** Opening DATA SHOWN block **

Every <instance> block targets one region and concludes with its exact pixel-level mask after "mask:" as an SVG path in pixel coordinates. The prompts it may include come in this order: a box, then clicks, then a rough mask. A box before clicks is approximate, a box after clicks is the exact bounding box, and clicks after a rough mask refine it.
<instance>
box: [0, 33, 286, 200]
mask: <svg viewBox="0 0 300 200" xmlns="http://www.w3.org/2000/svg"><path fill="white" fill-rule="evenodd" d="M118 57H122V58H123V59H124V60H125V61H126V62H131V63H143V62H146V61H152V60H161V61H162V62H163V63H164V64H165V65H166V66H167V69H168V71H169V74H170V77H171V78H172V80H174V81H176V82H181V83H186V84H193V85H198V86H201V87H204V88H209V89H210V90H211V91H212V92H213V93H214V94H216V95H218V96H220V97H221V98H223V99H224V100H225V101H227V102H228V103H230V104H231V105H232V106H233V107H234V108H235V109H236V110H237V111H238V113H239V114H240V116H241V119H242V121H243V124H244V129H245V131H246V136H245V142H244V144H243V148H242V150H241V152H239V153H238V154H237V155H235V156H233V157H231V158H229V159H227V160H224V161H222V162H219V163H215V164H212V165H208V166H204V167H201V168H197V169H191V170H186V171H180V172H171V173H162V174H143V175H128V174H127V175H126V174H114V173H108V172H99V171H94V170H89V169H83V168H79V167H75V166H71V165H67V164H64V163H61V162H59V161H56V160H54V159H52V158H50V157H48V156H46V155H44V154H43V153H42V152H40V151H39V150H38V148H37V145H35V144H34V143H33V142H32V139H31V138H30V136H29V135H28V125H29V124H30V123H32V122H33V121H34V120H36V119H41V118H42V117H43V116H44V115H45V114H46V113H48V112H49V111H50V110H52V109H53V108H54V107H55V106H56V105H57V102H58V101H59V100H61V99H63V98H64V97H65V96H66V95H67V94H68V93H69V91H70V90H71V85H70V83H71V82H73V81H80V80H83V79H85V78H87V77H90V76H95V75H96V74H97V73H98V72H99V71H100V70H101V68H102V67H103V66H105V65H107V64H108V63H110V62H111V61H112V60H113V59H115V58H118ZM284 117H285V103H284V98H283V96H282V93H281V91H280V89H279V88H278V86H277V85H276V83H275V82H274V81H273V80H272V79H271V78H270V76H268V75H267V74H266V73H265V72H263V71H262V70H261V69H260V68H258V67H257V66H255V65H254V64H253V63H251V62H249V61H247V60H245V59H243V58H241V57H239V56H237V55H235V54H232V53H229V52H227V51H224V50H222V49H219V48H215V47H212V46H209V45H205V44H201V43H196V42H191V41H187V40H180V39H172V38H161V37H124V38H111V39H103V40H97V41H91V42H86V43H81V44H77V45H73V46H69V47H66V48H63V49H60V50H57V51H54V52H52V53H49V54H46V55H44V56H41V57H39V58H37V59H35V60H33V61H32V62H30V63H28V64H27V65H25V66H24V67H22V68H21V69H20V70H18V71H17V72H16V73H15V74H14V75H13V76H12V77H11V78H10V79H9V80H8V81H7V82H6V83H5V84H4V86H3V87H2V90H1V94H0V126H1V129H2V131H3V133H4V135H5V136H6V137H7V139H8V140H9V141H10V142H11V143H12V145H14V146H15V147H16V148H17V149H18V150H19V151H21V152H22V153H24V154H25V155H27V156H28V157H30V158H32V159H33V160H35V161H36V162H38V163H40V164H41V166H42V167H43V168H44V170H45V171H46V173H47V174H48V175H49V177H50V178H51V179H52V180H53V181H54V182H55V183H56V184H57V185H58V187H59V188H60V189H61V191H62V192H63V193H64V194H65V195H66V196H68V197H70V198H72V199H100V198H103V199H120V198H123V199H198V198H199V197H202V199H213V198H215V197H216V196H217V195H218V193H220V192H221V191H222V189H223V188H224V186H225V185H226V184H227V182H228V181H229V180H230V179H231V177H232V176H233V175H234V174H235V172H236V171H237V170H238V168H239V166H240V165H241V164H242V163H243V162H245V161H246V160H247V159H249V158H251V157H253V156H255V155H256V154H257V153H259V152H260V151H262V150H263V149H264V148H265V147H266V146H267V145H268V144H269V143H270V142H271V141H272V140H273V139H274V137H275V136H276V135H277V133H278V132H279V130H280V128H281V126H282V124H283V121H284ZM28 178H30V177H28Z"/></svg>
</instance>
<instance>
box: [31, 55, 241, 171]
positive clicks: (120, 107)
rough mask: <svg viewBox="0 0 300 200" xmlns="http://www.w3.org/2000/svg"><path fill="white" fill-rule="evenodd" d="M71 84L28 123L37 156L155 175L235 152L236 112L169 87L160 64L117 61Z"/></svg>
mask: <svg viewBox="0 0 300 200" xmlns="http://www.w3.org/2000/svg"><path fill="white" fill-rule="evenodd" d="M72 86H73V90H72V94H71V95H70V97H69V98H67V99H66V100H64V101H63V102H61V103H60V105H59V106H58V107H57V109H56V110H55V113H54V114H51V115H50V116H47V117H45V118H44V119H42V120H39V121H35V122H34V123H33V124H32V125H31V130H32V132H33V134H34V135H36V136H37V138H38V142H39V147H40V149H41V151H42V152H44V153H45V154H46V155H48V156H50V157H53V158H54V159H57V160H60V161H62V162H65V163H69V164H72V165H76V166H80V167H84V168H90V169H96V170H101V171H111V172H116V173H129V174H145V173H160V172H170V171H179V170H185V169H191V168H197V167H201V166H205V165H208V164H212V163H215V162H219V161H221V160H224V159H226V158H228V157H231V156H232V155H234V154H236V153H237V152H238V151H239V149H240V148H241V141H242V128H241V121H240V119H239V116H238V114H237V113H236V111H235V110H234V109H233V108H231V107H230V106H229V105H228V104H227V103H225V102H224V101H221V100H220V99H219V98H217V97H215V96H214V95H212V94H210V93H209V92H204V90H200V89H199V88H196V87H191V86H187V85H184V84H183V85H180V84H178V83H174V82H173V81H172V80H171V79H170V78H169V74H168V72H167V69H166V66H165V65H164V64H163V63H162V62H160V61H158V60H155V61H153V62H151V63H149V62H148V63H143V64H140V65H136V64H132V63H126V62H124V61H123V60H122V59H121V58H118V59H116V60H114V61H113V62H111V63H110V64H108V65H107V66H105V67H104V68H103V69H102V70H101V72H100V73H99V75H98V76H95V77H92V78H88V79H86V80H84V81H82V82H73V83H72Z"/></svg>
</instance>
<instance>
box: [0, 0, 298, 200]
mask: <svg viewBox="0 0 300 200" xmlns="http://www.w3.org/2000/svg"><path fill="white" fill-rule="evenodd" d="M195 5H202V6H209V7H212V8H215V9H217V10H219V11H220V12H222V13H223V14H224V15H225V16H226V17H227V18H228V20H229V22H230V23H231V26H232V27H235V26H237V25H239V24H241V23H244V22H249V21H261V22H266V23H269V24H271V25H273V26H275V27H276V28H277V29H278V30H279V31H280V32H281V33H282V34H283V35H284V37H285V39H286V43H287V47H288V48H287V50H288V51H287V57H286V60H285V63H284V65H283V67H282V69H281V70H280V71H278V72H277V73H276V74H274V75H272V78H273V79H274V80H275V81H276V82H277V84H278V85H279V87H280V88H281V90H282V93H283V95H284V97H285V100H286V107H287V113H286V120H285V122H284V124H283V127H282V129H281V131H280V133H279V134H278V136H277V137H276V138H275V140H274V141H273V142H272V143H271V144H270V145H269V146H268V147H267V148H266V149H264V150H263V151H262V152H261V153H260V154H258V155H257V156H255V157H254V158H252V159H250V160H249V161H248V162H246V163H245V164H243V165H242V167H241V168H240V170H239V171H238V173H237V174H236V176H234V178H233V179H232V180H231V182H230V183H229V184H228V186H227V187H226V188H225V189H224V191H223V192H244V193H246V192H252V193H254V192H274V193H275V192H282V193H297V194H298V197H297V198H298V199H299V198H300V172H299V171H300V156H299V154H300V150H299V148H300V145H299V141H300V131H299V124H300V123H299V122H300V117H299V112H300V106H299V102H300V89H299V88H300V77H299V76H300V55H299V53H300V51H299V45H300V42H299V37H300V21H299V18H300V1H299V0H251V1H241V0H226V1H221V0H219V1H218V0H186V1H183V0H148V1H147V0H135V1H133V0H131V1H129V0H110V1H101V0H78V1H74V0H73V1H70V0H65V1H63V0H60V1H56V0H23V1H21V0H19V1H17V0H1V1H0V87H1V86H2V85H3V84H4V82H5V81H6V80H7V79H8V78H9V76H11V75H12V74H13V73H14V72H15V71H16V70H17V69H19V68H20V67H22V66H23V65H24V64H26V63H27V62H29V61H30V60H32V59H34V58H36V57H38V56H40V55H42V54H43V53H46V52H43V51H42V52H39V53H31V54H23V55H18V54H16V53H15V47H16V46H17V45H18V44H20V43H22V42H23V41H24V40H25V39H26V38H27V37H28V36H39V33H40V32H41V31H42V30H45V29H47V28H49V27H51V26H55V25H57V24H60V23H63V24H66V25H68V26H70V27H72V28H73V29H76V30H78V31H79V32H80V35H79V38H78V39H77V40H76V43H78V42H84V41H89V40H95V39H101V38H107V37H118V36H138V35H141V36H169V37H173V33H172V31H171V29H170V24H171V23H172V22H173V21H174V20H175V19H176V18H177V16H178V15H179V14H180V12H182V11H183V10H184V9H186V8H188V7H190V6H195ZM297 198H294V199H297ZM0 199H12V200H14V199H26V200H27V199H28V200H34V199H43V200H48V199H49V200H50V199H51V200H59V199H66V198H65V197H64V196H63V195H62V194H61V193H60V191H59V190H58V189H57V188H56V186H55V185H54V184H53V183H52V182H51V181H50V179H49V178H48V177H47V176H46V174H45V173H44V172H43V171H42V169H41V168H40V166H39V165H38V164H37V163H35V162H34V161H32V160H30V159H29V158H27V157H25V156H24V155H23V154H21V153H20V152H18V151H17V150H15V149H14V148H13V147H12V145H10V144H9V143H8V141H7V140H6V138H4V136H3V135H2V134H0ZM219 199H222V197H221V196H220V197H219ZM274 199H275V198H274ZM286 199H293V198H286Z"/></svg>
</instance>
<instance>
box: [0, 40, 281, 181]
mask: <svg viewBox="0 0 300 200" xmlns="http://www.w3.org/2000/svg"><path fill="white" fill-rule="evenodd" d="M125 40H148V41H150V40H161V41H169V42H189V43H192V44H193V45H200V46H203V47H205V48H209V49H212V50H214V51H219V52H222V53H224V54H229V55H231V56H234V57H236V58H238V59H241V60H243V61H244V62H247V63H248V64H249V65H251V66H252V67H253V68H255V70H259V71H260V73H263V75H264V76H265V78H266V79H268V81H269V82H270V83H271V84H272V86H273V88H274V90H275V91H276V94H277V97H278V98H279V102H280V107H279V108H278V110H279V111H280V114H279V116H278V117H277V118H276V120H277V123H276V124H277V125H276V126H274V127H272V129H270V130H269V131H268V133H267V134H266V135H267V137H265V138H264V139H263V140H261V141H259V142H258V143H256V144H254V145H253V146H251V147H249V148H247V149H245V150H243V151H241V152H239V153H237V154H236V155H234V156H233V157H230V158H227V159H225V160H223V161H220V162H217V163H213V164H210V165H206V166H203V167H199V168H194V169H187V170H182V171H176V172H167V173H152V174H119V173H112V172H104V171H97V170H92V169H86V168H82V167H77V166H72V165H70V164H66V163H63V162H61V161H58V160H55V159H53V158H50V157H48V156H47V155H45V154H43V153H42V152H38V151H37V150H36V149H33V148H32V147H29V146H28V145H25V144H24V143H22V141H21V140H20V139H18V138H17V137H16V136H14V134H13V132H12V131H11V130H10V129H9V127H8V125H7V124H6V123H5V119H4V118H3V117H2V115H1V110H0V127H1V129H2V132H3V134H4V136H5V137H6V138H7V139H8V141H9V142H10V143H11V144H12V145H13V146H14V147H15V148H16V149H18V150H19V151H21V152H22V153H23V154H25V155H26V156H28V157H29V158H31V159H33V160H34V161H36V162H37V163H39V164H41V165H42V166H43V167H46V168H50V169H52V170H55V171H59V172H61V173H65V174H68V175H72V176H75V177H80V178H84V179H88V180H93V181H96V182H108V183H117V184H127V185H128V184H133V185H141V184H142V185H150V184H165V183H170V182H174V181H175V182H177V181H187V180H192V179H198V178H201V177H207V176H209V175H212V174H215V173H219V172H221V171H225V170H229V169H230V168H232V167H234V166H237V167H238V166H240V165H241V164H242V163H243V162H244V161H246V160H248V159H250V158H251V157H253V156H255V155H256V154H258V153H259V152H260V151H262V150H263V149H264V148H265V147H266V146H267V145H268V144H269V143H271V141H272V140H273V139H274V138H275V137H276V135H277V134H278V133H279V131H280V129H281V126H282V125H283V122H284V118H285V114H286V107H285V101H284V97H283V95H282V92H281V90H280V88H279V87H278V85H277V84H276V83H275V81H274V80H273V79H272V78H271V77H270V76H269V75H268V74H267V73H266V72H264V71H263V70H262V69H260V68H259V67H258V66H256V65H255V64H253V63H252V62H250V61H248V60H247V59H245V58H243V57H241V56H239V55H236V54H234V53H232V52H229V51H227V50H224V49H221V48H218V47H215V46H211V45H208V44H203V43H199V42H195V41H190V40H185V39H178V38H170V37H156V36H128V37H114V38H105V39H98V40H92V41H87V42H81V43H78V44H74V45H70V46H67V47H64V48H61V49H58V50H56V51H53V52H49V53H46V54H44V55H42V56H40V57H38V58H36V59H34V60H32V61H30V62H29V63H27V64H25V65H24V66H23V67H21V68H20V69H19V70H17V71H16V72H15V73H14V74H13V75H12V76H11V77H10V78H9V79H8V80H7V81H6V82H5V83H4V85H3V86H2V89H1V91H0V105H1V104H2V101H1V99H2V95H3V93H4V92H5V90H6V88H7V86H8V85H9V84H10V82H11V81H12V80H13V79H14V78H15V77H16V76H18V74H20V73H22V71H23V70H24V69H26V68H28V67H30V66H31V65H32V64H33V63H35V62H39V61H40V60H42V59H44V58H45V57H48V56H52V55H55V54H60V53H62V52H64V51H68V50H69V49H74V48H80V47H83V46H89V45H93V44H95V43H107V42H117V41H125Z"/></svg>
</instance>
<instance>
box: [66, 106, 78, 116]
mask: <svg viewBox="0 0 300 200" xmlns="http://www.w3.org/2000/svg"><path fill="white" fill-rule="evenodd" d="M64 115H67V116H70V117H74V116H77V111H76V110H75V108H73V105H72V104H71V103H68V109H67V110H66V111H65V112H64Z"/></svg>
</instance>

** Closing DATA SHOWN block **
** Opening DATA SHOWN block **

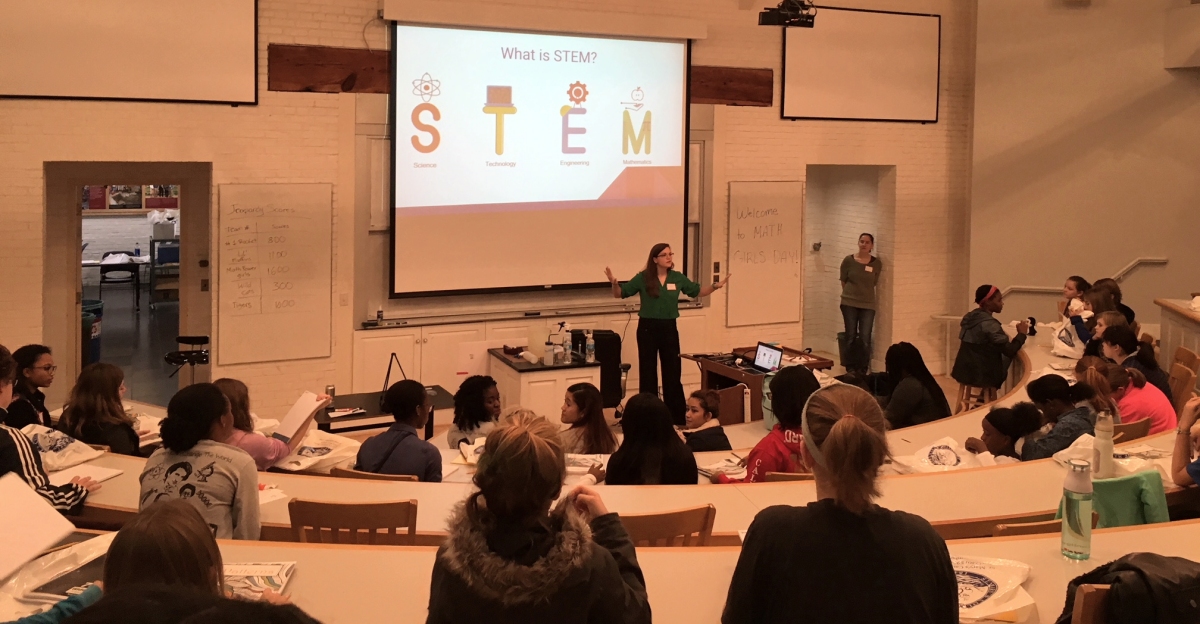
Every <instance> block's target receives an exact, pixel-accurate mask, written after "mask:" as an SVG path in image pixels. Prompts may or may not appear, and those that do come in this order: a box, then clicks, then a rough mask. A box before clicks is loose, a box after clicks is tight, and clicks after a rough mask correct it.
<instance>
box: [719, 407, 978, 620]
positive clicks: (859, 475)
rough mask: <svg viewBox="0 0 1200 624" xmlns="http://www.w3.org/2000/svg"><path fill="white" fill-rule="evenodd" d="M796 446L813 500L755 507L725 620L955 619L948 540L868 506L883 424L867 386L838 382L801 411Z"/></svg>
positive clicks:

** Closing DATA SHOWN block **

Identify the lines in the entries that hold "positive" and return each one.

RESPONSE AREA —
positive clicks: (120, 107)
positive clicks: (859, 475)
positive clicks:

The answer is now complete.